→ The problem: Please count the lines in the rows below that contain the string "black" and reply with the number alone.

### Provided material ###

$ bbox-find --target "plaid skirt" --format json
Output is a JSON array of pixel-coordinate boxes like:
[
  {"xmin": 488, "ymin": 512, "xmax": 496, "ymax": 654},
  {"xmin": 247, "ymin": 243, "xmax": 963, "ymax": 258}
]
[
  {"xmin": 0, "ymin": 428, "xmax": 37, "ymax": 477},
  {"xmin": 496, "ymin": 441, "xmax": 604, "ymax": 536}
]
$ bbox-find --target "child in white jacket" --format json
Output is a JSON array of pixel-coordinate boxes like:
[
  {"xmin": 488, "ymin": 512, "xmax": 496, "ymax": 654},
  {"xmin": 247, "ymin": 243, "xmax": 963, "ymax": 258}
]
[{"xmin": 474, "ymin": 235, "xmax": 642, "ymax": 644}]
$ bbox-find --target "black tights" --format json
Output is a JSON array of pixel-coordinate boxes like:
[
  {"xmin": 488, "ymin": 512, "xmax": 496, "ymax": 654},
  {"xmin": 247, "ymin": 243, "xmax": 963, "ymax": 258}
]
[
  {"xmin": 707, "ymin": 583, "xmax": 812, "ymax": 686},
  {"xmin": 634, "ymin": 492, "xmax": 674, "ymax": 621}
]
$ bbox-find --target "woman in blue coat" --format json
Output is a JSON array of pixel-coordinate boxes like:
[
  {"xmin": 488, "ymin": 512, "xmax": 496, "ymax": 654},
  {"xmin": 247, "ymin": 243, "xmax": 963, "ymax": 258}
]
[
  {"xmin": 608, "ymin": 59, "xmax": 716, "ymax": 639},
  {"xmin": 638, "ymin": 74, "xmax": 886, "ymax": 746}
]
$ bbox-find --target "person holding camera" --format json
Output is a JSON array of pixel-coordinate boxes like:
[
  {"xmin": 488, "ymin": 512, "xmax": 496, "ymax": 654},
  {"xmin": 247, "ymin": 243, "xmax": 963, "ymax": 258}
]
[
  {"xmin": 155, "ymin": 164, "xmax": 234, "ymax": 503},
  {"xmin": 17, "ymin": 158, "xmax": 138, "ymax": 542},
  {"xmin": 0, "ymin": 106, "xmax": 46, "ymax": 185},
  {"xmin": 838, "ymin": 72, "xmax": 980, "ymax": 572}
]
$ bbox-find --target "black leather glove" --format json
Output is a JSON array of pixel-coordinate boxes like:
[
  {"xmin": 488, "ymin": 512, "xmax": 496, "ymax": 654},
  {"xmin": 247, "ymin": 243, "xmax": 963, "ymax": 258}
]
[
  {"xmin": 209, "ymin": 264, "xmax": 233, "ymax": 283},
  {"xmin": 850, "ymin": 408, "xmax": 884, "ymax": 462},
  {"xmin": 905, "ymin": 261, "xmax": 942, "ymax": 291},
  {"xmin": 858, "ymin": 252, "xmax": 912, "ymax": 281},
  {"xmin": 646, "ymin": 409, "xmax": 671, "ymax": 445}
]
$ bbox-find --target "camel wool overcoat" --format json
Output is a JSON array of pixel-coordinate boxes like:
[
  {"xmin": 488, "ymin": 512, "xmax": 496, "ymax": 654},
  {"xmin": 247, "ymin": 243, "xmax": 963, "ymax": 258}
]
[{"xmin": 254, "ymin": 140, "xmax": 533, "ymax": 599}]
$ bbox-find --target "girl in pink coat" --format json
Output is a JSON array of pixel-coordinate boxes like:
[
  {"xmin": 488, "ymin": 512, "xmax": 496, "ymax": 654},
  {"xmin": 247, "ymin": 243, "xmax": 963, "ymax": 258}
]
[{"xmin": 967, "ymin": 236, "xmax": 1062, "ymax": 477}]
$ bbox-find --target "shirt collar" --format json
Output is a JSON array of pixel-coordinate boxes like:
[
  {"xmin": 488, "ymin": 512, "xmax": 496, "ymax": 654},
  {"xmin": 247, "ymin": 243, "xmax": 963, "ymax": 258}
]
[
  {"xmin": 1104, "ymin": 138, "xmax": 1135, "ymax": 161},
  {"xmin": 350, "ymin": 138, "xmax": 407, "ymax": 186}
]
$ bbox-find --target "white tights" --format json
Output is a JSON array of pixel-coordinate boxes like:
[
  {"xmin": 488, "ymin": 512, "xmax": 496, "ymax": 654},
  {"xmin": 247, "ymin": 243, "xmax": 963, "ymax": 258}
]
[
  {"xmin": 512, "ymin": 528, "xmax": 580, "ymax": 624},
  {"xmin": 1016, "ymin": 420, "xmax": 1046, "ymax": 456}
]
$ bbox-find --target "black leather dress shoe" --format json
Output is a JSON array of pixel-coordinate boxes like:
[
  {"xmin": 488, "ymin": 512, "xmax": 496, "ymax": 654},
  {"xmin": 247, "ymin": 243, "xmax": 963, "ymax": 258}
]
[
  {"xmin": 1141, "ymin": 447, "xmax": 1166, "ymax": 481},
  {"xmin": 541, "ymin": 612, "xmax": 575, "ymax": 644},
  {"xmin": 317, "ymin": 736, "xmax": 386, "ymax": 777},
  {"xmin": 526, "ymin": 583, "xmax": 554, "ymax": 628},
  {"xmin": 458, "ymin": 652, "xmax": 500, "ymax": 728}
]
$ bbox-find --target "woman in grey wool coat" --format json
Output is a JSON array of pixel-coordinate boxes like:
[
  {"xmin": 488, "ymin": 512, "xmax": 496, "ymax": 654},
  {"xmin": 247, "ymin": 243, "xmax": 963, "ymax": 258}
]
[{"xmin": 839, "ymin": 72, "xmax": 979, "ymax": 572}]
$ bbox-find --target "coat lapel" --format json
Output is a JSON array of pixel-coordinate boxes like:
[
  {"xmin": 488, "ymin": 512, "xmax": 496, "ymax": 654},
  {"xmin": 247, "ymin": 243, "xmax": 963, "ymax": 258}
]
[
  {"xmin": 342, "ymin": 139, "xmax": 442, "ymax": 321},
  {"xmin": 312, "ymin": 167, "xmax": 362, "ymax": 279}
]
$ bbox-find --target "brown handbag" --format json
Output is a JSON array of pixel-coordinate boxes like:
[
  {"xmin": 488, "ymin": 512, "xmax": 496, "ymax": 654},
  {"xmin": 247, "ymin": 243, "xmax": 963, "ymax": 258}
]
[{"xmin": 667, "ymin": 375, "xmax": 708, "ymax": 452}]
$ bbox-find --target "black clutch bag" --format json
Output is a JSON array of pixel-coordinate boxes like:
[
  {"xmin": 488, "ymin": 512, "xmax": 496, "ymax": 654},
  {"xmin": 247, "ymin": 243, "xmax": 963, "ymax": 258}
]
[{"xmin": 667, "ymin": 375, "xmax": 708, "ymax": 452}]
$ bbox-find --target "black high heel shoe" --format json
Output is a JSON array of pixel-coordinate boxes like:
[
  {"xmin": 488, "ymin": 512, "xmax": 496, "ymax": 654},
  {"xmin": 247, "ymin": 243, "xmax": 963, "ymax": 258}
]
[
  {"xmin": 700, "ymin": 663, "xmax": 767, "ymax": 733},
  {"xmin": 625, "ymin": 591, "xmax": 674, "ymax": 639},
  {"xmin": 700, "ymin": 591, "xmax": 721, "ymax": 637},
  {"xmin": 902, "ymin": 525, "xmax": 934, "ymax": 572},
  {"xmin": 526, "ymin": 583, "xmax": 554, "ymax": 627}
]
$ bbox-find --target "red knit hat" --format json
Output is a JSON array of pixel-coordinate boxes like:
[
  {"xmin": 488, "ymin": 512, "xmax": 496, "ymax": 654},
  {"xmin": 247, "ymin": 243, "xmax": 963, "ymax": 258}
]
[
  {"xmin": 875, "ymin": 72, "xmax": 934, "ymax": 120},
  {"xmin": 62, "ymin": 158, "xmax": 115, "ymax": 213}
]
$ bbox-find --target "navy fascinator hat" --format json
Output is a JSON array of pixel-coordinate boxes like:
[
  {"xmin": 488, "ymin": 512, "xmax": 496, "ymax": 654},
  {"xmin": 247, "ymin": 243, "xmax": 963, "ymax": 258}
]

###

→ Full solution: 5